Work order: Where in the data does the word "target" appear? Find those lines and copy them.

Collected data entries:
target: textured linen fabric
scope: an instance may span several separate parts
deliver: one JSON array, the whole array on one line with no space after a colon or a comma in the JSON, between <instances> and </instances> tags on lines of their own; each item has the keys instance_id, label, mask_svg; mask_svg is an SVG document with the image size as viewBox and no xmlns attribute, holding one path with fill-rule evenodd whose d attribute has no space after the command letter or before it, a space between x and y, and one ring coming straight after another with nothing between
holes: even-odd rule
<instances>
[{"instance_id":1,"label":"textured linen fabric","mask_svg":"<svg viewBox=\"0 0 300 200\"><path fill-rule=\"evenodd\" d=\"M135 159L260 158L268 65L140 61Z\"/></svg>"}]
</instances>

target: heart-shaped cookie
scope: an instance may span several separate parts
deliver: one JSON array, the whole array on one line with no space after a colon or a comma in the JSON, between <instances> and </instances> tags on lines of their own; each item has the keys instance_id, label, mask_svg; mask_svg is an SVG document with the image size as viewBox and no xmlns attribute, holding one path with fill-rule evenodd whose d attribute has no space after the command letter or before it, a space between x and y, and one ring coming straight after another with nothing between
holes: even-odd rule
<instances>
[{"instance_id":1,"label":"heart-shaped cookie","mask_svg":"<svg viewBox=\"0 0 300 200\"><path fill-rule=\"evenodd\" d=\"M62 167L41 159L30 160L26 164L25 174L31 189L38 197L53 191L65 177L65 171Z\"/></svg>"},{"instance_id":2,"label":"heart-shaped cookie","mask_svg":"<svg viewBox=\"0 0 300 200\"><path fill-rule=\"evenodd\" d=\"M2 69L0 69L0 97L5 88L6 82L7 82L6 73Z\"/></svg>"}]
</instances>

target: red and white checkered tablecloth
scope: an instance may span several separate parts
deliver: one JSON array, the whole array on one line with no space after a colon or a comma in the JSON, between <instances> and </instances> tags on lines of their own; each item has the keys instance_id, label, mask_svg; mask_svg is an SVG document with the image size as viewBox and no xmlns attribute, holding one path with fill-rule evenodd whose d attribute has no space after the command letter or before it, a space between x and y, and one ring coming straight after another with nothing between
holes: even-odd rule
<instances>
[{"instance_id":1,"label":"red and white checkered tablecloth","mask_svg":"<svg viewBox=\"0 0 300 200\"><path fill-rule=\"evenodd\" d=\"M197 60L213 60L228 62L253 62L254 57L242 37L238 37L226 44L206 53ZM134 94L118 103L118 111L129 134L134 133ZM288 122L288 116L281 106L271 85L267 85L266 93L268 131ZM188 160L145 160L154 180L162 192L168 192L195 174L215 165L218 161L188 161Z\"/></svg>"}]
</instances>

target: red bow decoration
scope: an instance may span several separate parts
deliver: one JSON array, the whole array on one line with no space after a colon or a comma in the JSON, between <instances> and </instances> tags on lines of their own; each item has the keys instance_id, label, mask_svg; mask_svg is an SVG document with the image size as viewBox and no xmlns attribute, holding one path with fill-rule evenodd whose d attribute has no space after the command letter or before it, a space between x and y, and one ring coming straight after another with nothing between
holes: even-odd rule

Result of this task:
target: textured linen fabric
target: heart-shaped cookie
target: red and white checkered tablecloth
target: red bow decoration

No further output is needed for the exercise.